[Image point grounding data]
──────────

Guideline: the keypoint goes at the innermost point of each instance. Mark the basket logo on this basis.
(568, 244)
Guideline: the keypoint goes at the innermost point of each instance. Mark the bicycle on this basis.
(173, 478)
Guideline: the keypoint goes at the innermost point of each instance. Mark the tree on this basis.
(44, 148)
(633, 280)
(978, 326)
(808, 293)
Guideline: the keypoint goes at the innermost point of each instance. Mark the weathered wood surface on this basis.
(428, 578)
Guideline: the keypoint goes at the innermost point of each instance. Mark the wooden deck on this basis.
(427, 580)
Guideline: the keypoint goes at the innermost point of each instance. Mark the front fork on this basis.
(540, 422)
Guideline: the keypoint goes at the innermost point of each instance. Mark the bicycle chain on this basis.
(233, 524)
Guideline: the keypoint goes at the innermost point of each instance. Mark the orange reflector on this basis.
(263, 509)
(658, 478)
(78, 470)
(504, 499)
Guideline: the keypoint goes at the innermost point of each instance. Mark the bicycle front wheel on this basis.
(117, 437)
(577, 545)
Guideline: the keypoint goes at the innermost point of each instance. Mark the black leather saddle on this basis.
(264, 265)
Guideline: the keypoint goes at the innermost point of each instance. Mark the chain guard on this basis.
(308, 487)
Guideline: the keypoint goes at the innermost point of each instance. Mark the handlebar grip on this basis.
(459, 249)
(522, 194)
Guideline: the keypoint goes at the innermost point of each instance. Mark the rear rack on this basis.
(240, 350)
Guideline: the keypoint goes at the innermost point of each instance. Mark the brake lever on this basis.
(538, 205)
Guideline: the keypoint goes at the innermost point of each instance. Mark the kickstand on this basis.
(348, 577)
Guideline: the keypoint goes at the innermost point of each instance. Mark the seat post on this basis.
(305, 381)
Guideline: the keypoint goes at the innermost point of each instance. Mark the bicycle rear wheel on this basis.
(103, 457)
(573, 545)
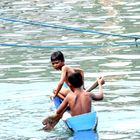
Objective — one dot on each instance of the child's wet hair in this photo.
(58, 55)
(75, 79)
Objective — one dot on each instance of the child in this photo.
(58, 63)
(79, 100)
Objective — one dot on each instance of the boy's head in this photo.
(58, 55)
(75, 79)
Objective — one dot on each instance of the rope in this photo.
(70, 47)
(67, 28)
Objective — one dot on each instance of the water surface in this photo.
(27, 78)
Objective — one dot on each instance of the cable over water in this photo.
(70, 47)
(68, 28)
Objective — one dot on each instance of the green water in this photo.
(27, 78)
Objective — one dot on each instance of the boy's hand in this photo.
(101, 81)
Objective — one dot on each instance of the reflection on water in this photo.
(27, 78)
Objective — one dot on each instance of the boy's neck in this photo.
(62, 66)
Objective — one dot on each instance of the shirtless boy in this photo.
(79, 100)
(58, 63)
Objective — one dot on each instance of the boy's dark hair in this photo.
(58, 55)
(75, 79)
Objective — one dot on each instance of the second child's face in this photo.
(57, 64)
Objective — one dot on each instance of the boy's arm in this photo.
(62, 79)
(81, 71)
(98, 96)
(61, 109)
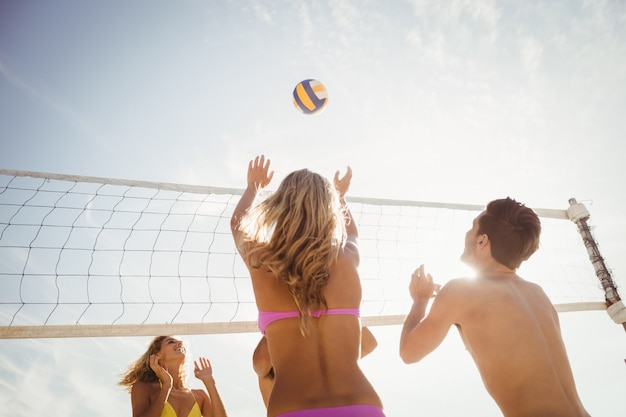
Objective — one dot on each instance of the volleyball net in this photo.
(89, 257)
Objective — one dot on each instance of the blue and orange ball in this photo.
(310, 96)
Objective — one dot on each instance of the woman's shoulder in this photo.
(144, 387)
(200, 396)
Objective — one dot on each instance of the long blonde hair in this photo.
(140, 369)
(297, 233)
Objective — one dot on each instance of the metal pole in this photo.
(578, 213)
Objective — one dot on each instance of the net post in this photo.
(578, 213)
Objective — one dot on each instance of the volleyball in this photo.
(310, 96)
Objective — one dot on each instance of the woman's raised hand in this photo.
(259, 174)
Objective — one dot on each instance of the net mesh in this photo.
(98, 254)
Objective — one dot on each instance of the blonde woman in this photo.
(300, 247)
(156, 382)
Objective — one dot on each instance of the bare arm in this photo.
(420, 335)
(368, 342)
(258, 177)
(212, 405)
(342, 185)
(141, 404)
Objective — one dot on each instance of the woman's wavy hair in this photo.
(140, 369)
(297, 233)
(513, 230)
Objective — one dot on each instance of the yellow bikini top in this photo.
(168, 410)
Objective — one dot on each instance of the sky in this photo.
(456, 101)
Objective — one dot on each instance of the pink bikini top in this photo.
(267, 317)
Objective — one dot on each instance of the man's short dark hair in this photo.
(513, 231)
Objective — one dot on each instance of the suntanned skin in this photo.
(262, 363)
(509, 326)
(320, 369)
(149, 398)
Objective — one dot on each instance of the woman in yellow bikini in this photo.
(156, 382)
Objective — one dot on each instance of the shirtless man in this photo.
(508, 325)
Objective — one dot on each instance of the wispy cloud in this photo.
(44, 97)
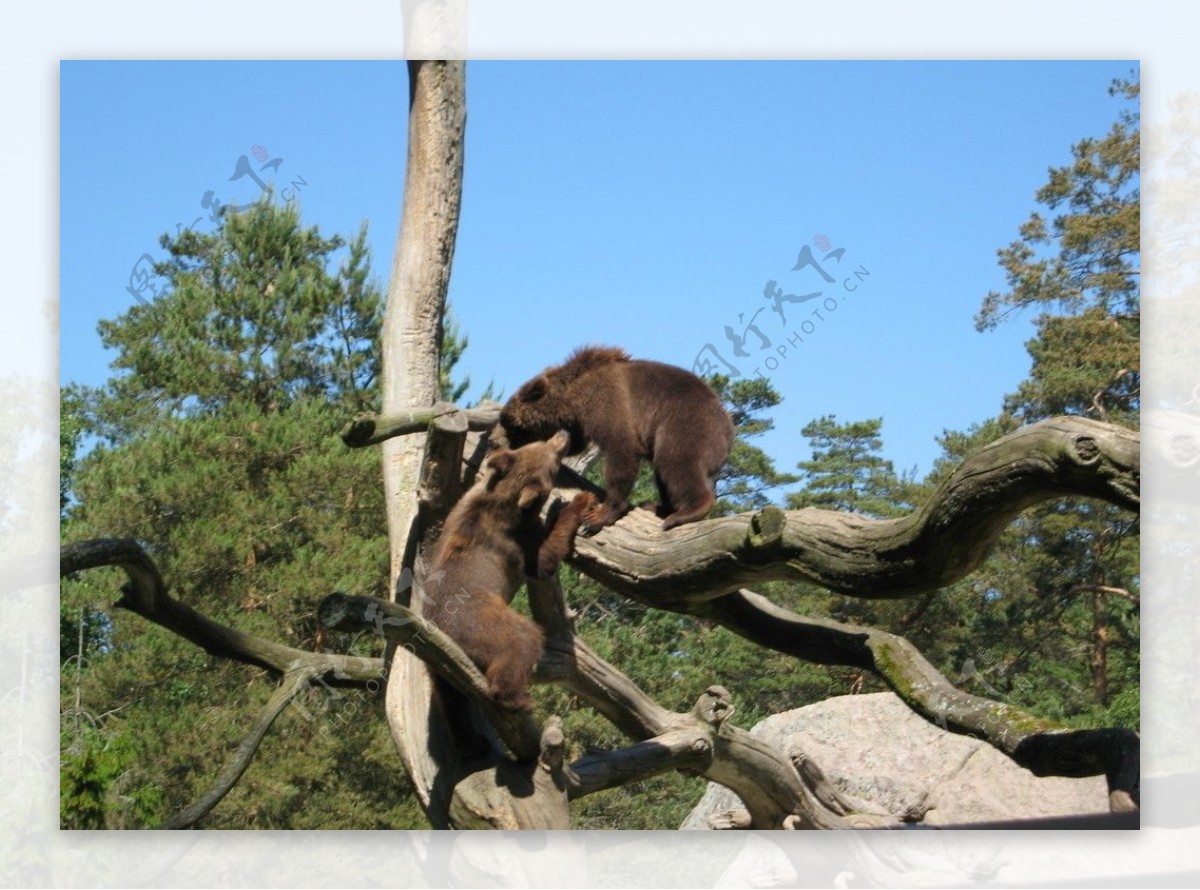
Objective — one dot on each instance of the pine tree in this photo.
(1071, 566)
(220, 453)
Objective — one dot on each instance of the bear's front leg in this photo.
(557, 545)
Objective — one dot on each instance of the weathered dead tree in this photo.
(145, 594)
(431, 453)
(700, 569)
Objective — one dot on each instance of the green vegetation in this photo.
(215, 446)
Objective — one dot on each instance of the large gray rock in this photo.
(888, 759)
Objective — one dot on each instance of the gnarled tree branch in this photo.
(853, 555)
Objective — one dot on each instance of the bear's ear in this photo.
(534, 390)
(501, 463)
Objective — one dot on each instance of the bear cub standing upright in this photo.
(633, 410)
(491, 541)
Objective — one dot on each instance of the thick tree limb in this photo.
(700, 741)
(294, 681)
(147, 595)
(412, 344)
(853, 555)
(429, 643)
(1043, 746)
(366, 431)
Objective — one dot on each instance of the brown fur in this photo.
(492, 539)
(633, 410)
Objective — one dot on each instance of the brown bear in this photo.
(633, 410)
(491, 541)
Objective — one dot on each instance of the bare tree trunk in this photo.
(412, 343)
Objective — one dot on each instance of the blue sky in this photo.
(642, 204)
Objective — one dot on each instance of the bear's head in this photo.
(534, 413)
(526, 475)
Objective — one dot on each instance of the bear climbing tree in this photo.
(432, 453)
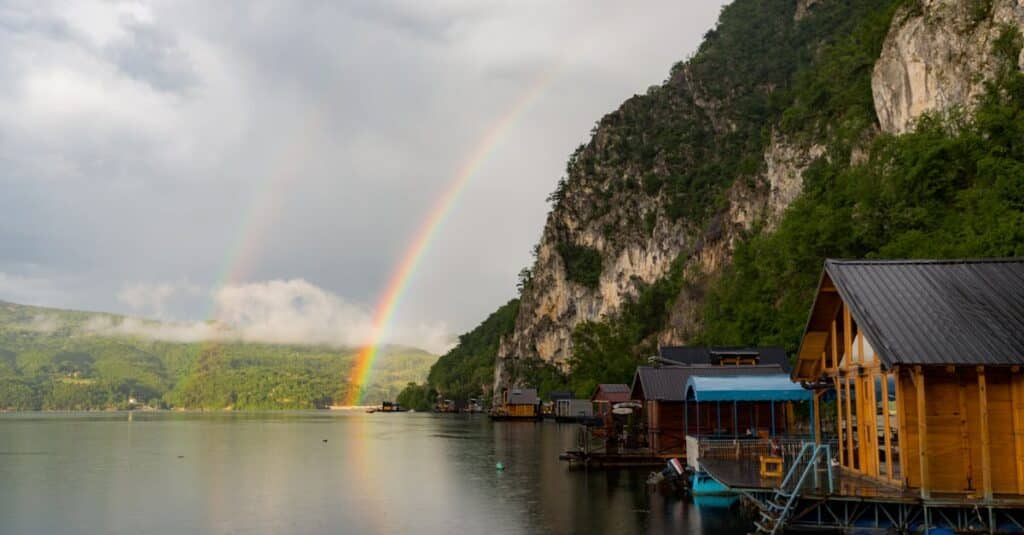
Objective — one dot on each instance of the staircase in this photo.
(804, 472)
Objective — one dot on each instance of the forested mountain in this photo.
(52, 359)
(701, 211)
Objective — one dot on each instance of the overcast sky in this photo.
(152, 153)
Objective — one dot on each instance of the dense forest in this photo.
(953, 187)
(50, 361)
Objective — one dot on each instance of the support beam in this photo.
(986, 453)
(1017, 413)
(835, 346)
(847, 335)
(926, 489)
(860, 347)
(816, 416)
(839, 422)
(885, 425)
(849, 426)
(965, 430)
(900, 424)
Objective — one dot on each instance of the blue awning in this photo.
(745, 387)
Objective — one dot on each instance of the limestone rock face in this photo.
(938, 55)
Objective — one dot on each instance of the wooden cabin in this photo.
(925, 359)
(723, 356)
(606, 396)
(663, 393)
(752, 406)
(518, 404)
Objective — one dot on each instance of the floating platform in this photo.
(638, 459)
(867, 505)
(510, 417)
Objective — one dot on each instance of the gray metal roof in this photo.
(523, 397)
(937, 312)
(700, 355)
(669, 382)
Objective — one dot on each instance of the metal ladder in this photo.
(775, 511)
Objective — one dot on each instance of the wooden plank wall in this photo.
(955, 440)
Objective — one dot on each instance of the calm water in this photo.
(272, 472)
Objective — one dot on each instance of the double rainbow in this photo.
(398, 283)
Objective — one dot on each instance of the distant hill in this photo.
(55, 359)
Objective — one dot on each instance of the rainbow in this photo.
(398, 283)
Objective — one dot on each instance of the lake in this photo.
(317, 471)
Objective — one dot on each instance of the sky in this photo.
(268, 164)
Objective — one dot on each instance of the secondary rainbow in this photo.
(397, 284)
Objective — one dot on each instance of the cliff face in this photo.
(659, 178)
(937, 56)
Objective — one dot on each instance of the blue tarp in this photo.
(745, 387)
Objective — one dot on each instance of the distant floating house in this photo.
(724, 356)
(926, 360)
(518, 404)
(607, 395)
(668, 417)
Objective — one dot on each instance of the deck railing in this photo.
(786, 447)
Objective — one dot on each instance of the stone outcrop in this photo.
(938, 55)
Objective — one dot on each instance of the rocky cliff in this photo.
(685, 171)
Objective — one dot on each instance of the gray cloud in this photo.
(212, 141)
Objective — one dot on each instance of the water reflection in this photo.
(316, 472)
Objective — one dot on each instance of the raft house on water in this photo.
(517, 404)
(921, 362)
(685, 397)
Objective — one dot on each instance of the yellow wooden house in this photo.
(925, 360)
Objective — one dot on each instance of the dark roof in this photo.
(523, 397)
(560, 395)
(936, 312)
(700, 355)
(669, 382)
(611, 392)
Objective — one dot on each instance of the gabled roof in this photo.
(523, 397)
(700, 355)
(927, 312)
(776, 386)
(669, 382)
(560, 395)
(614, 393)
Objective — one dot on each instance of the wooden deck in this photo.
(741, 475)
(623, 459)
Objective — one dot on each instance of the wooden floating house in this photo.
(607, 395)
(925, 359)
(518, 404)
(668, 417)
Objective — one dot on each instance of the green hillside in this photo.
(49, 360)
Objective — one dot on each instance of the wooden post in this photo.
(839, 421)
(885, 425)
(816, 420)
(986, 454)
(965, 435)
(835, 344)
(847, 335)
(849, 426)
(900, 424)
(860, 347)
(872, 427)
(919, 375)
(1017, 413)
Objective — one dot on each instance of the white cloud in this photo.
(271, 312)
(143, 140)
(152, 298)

──────────

### Work instructions
From the line containing "Objective — one dot on each instance of the rocky" to the last line above, repeat every line exactly and nothing else.

### Exercise solution
Objective — one dot on each instance of the rocky cliff in this photo.
(685, 171)
Objective — one dot on each instance of the gray cloud in this photo.
(212, 141)
Objective — one dot on each instance of the water reflection in this photo.
(316, 472)
Objective — one dot on each instance of the raft house on water in this photo.
(517, 404)
(921, 362)
(685, 397)
Objective — one dot on each instance of the yellow wooden house in this photo.
(925, 360)
Objective — one dot on each instance of the dark roof in this photo.
(523, 397)
(560, 395)
(936, 312)
(700, 355)
(669, 382)
(611, 392)
Objective — one dot on each instance of the gabled roof in this photo.
(523, 397)
(700, 355)
(927, 312)
(776, 386)
(669, 382)
(560, 395)
(614, 393)
Objective — one dot on each instance of the wooden deck in this photo.
(741, 475)
(623, 459)
Objective — one dot on each instance of the wooden floating house in this photo.
(607, 395)
(925, 359)
(518, 404)
(668, 417)
Objective — one dot on each instance of the green hillside in this photo.
(49, 360)
Objective — one dot on each instance of the wooden post in this photo.
(839, 421)
(885, 425)
(816, 420)
(986, 454)
(965, 435)
(835, 344)
(847, 335)
(849, 426)
(900, 424)
(860, 347)
(872, 427)
(919, 375)
(1017, 413)
Objective — one dot on each instance of the white cloud in this photo.
(271, 312)
(143, 140)
(152, 298)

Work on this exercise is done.